- Supplied passage
start

Once the data has been input into the computer, usually with the assistance of a statistical package such as SPSS, it needs to be ‘cleaned’. This is the process of ensuring that the data entry was correctly executed and correcting any errors. There are a number of ways for checking for accuracy:

Double entry: the data is entered twice and any discrepancies are verified against the original questionnaire;
Running frequency distributions and scanning for errors in values based on the original questionnaire (if only four responses are possible, there should be no value "5", for instance); and
Data listing refers to the printout of the values for all cases that have been entered and verifying a random sample of cases against the original questionnaires.

The objective is of course to achieve more accurate analysis through data cleaning, as explained by Pamela Narins and J. Walter Thompson of SPSS.

The data is now ready for tabulation and statistical analysis. This means that we want to do one or more of the following:

Describe the background of the respondents, usually using their demographic information;
Describe the responses made to each of the questions;
Compare the behaviour of various demographic categories to one another to see if the differences are meaningful or simply due to chance;
Determine if there is a relationship between two characteristics as described; and
Predict whether one or more characteristic can explain the difference that occurs in another.

In order to describe the background of the respondents, we need to add up the number of responses and report them as percentages in what is called a frequency distribution (e.g. "Women accounted for 54% of visitors."). Similarly, when we describe the responses made to each of the questions; this information can be provided as a frequency, but with added information about the "typical" response or "average", which is also referred as measure of central tendency (e.g. "On average, visitors returned 13 times in the past five years".)

In order to compare the behaviour of various demographic categories to one another to see if the differences are meaningful or simply due to chance, we are really determining the statistical significance by tabulating two or more variables against each other in a cross-tabulation (e.g. "There is clear evidence of a relationship between gender and attendance at cultural venues. Attendance by women was statistically higher than men’s".).

If we wish to determine if there is a relationship between two characteristics as described; for instance the importance of predictable weather on a vacation and the ranking of destination types, then we are calculating the correlation. And finally, when trying to predict whether one or more characteristic can explain the difference that occurs in another, we might answer a question such as "Are gender, education and/or income levels linked to the number of times a person attends a cultural venue?

Frequency Distribution

The tally or frequency count is the calculation of how many people fit into a certain category or the number of times a characteristic occurs. This calculation is expressed by both the absolute (actual number) and relative (percentage) totals.

The example below is a typical output by the statistical software package SPSS. It provides us with the following information by column, starting from left to right:

Column 1: the "valid" or useable information obtained as well as how many respondents did not provide the information and the total of the two.

end

- Recorded data
start

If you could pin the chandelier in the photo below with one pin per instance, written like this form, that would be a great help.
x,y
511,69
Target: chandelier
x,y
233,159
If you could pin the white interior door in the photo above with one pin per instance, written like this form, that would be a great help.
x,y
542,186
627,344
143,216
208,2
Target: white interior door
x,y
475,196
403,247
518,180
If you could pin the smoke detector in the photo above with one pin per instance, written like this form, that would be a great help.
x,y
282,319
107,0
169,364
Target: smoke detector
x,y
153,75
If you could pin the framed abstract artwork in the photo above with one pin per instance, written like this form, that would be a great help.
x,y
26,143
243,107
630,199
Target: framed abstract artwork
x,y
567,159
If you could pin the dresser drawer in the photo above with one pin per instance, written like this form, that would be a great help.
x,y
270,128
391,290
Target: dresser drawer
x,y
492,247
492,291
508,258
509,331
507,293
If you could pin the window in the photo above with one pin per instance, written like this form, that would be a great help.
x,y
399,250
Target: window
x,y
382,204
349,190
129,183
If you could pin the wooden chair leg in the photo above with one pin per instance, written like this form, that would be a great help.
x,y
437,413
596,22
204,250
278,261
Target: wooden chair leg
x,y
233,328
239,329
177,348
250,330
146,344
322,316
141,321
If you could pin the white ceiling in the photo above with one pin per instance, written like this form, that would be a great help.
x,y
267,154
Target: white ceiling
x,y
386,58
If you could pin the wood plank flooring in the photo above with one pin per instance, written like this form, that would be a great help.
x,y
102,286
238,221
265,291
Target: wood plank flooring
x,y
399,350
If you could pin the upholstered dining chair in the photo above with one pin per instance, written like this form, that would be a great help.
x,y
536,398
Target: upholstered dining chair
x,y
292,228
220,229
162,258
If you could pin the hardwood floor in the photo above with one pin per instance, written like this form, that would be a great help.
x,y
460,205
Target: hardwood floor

end

- Task A
Based on the passage on survey data analysis, decide whether each statement agrees with it, answering yes or no and quoting the deciding words: (i) In double entry, discrepancies are checked against the original questionnaire. (ii) A frequency distribution reports the number of responses only as averages. (iii) Finding a relationship between two characteristics means calculating the correlation.
- Task B
Retype the part of the passage on survey data analysis starting at "Double entry: the" and ending at "the original questionnaires.".
- Task C
According to the passage on survey data analysis, what two kinds of totals express a frequency count?

- Task solution A
(i) Yes: "any discrepancies are verified against the original questionnaire"
(ii) No: "add up the number of responses and report them as percentages in what is called a frequency distribution"
(iii) Yes: "then we are calculating the correlation"

- Task solution B
Double entry: the data is entered twice and any discrepancies are verified against the original questionnaire;
Running frequency distributions and scanning for errors in values based on the original questionnaire (if only four responses are possible, there should be no value "5", for instance); and
Data listing refers to the printout of the values for all cases that have been entered and verifying a random sample of cases against the original questionnaires.

- Task solution C
The absolute (actual number) and relative (percentage) totals.